GIVEN TASK 1: Change "gravel path" to "gravel track" in the listing, from the line with "point per instance: wooden" to the line with "point per instance: man", and give those lines again with nothing else altered.

TEXT TO READ:
begin
Rio Tinto and ARENA to study hydrogen calcination to reduce carbon emissions in alumina refining
16 June 2021
Rio Tinto has partnered with the Australian Renewable Energy Agency (ARENA) to study whether hydrogen can replace natural gas in alumina refineries to reduce emissions.
Rio Tinto will conduct a $1.2-million feasibility study, equally funded with ARENA through a $580,000 grant, into using clean hydrogen to replace natural gas in the calcination stage of producing alumina at the Yarwun alumina refinery in Gladstone. Calcination is the final stage of the Bayer process for producing alumina from bauxite; alumina is then used for the production of aluminum metal through the Hall–Héroult electrochemical smelting process.
Yarwun alumina refinery
Calcination heats hydrated alumina (aluminum hydroxide) from the preceding precipitation stage at temperatures up to 1100 ˚C to form anhydrous alumina (aluminium oxide, Al2O3). Calcination is an energy-intensive process, for which the current predominant fuel is natural gas.
A fifth-generation (circa 2011) alumina calciner. Klett and Perander (2015)
In a 2017 open-access paper exploring the use of concentrated solar thermal (CST) radiation for alumina calcination, Davis et al. noted that the process heat requirements of modern industrial calciners and estimated resulting CO2 emissions (calculated from the combustion of methane) are approximately 3 GJ per tonne-alumina and 165 kg-CO2 per tonne-alumina product, respectively, with natural gas as the predominant fuel.
The Rio Tinto-ARENA study program includes work to be done at Rio Tinto’s Bundoora Technical Development Center in Melbourne, where Rio Tinto’s in-house development capability has now been extended to hydrogen.
If we can replace fossil fuels with clean hydrogen in the refining process for alumina, this will reduce emissions in the energy and emissions intensive refining stage of the aluminum supply chain. Exploring these new clean energy technologies and methods is a crucial step towards producing green aluminum.
end
GIVEN TASK 2: Write out the article on hydrogen calcination from "A fifth-generation (circa" to "extended to hydrogen.", without any changes.

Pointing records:
begin
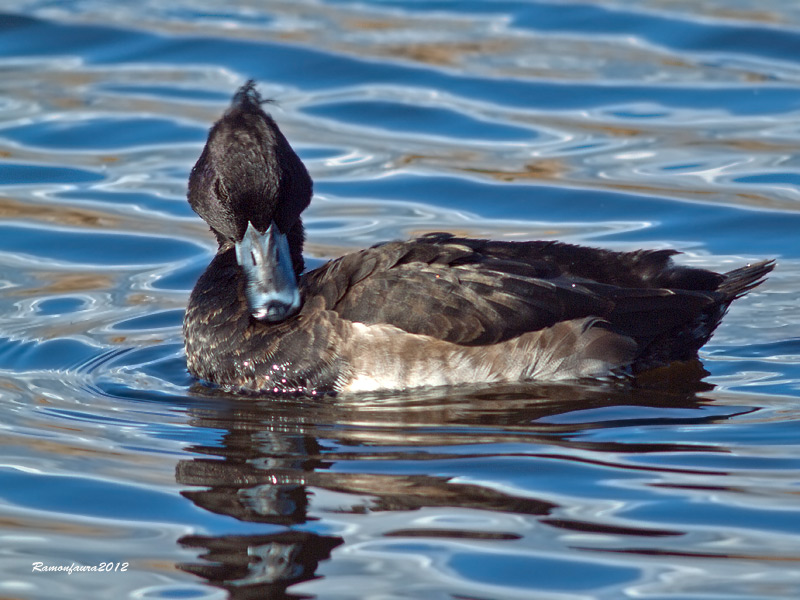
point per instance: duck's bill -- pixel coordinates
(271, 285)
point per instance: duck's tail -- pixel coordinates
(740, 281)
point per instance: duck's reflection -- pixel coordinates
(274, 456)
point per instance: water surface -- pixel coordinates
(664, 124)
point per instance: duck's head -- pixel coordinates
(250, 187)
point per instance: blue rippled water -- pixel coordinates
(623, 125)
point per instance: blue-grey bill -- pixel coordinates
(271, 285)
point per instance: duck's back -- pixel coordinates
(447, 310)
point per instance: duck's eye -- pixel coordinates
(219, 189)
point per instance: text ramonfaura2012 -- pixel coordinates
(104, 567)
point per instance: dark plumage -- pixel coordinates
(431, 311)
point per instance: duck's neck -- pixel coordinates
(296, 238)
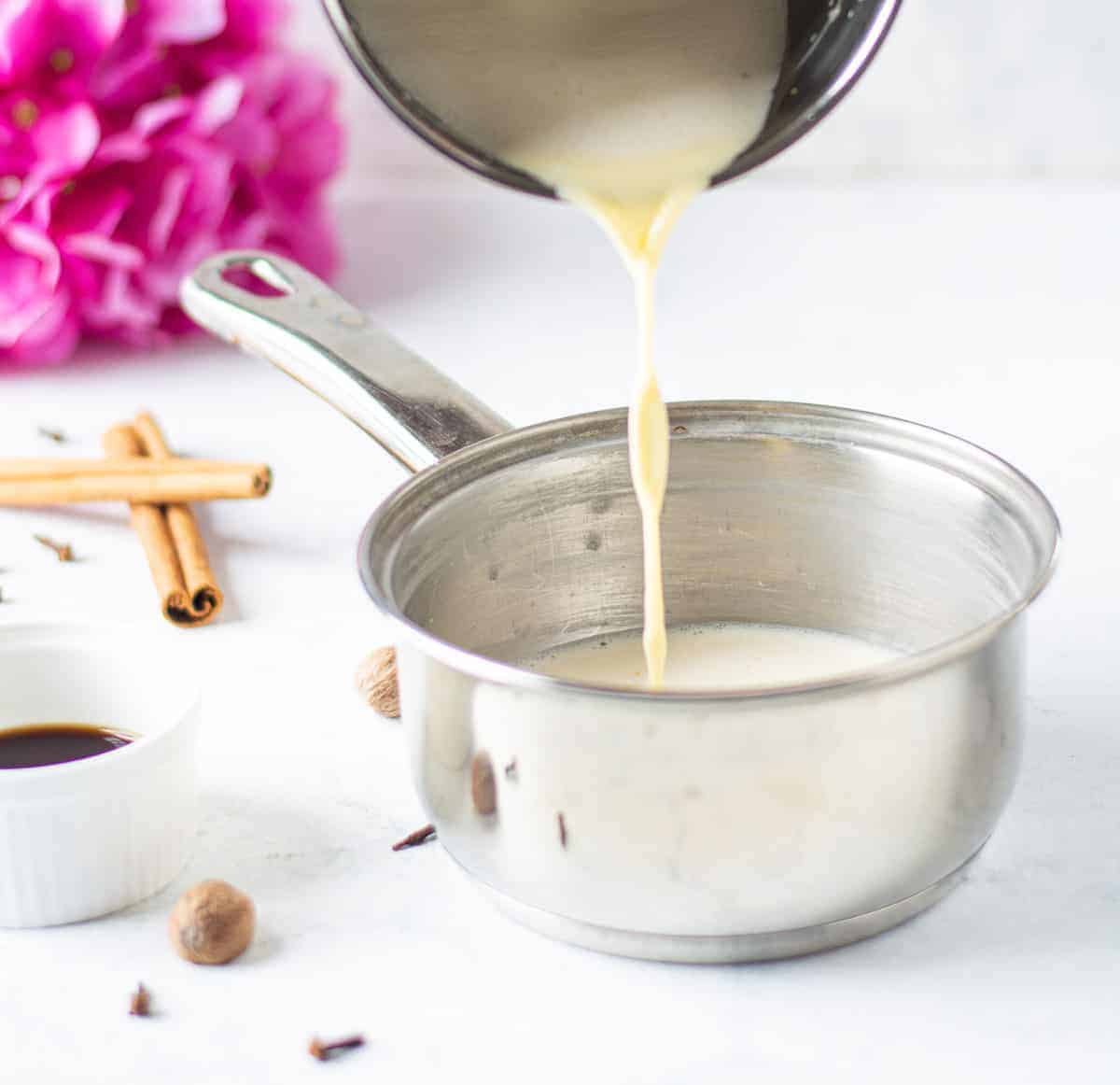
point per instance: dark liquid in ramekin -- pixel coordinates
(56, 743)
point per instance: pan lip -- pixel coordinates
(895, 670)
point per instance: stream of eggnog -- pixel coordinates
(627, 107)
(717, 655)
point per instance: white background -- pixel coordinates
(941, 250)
end
begin
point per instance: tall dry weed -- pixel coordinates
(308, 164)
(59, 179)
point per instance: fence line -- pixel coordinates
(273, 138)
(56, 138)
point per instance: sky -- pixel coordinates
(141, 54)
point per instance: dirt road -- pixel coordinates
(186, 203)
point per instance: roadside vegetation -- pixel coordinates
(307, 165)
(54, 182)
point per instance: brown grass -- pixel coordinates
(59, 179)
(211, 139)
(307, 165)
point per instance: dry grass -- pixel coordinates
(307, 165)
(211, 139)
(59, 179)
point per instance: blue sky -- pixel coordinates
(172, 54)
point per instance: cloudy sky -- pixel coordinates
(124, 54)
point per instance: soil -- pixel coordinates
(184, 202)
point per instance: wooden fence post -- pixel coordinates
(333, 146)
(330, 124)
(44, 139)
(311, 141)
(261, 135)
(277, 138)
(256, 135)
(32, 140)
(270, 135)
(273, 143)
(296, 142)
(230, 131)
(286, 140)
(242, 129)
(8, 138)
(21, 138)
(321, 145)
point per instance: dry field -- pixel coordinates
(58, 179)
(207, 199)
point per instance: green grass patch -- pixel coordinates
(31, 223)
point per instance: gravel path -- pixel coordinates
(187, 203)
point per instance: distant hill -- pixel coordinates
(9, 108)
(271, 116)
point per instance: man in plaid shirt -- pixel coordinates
end
RESULT 1:
point per instance: wooden fence post -- pixel coordinates
(333, 146)
(330, 124)
(44, 139)
(311, 141)
(261, 135)
(277, 138)
(256, 135)
(32, 140)
(270, 135)
(273, 143)
(296, 142)
(230, 131)
(286, 140)
(242, 129)
(8, 138)
(21, 138)
(321, 145)
point per instance: dry field -- pixel coordinates
(58, 179)
(207, 199)
point per instance: green grass patch -- pixel coordinates
(31, 223)
point per instance: gravel track -- pixel coordinates
(187, 203)
point per instance: distant hill -- pixel coordinates
(9, 108)
(271, 116)
point per instance: man in plaid shirt -- pixel coordinates

RESULT 2:
A fifth-generation (circa 2011) alumina calciner. Klett and Perander (2015)
In a 2017 open-access paper exploring the use of concentrated solar thermal (CST) radiation for alumina calcination, Davis et al. noted that the process heat requirements of modern industrial calciners and estimated resulting CO2 emissions (calculated from the combustion of methane) are approximately 3 GJ per tonne-alumina and 165 kg-CO2 per tonne-alumina product, respectively, with natural gas as the predominant fuel.
The Rio Tinto-ARENA study program includes work to be done at Rio Tinto’s Bundoora Technical Development Center in Melbourne, where Rio Tinto’s in-house development capability has now been extended to hydrogen.